### [Artículo]
_ _ _ _
Señores dueños del vino de Rioja, severos guardianes de las esencias, inquisidores varios, prepárenme ya el sambenito y vayan prendiendo la mecha de la hoguera. Lo confieso:
He bebido calimocho.

Y encima concurren terribles circunstancias agravantes: vengo de familia bodeguera, hago vino y soy de Fuenmayor. Me gusta, para colmo, el tinto clásico de Rioja, tan alejado de la dictadura parkeriana, redondo y con su toque de madera, sin aristas ni angulosidades, que se desliza por el gaznate como una caricia. He crecido entre agricultores y cosecheros. Recuerdo ahora a mi tío Seve, un verdadero alquimista, matrón de unos vinos magníficos, que, a veces, cuando llegaba el verano y el calor apretaba, le echaba un chorretón de gaseosa helada al tinto: era el único refresco que le gustaba.
_ _ _ _
### [Completa lo siguiente]
1. En el artículo, ¿qué le echaba el tío Seve al tinto cuando llegaba el verano y apretaba el calor?
2. Reproduce las filas que van desde la que contiene "Look at the photo above. For each instance of the wooden" hasta la última fila, ambas incluidas, y sustituye "beam" por "plank" sin tocar nada más.
Las filas no guardan ninguna relación con el artículo.
_ _ _ _
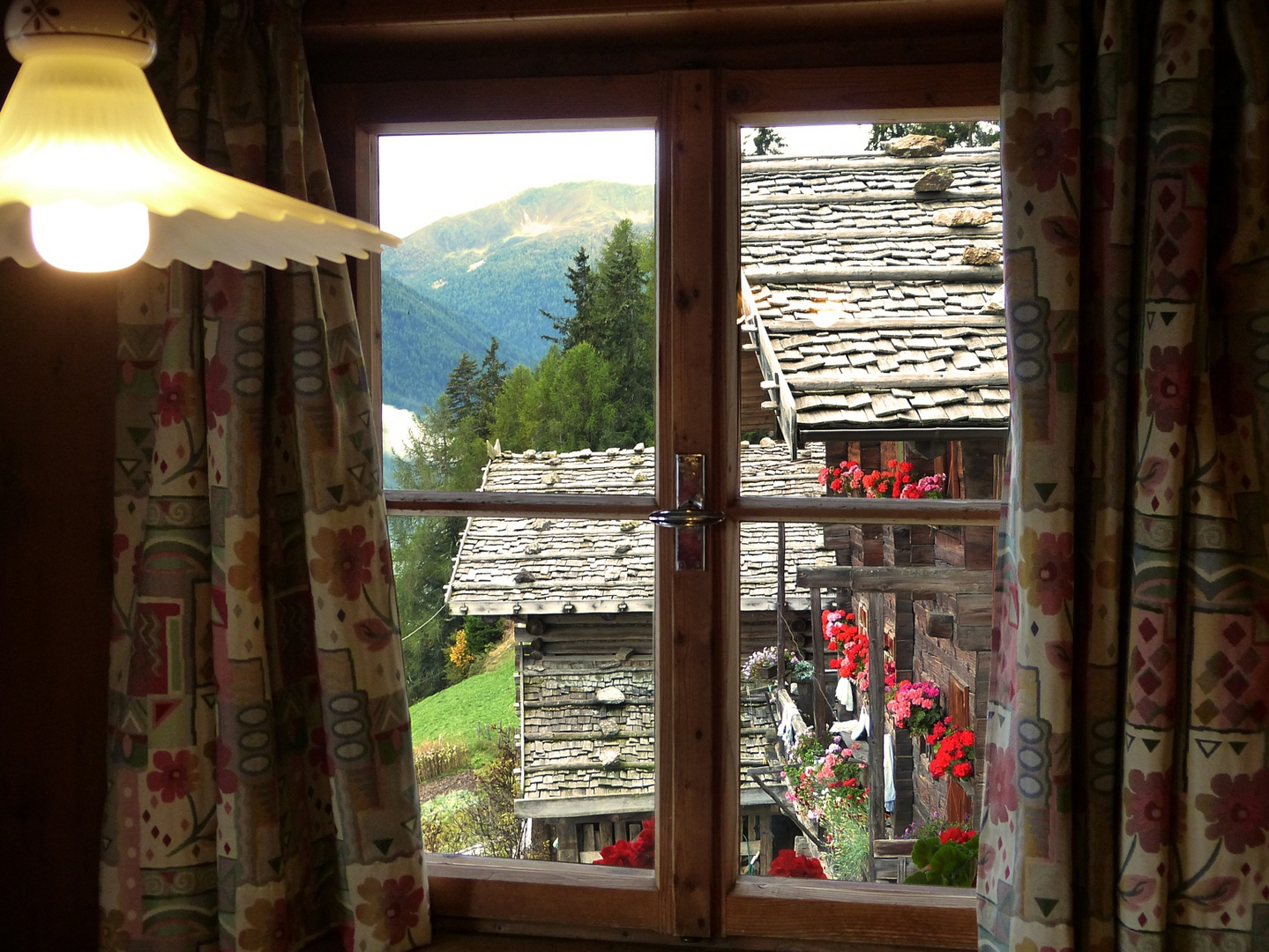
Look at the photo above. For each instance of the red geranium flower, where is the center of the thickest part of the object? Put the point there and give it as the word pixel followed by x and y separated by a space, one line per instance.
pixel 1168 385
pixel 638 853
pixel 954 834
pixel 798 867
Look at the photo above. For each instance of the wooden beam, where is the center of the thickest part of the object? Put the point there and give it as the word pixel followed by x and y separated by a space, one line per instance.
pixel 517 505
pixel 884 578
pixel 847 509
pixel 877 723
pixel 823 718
_ _ _ _
### [Respuestas]
1. Un chorretón de gaseosa helada.

2.
Look at the photo above. For each instance of the wooden plank, where is the center of the thickest part of the object? Put the point there and give it as the word pixel followed by x and y separated by a space, one line per instance.
pixel 517 505
pixel 884 578
pixel 847 509
pixel 877 723
pixel 823 718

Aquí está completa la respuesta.